Stored records:
•••

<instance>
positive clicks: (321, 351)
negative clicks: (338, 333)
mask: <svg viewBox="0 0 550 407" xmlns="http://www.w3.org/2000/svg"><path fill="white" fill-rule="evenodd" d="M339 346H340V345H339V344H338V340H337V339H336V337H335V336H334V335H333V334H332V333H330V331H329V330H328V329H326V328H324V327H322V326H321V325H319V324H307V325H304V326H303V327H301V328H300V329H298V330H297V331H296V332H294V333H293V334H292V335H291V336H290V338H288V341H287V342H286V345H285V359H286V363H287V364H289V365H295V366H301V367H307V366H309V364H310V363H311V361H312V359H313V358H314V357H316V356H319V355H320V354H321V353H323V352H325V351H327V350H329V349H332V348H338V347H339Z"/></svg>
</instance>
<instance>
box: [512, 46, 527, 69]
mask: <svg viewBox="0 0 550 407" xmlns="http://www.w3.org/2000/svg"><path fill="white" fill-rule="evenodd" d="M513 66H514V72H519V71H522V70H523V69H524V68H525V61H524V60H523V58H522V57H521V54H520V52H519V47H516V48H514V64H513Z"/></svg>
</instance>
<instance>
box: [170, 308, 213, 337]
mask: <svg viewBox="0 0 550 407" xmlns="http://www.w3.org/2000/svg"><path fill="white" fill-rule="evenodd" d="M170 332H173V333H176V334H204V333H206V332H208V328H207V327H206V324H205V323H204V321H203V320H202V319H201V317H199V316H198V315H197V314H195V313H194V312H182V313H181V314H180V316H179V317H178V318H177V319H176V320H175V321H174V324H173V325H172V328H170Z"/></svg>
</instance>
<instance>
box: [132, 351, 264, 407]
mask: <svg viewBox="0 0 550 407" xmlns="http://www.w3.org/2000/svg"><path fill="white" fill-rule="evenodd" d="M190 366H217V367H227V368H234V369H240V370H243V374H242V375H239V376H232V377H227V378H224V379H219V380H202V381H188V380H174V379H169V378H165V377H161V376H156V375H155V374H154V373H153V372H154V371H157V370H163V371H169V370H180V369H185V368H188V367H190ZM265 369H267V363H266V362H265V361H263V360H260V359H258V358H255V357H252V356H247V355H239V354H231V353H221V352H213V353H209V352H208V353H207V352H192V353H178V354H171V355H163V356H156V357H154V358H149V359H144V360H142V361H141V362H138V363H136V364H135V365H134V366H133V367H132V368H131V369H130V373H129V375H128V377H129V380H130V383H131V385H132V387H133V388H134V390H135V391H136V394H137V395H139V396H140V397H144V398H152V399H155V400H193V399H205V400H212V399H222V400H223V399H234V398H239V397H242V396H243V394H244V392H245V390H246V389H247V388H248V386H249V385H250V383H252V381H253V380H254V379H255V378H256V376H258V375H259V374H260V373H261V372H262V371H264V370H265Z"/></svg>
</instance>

•••

**What you should do:**
Return every line above where "clicks" appears.

**Finished task:**
positive clicks: (321, 351)
negative clicks: (338, 333)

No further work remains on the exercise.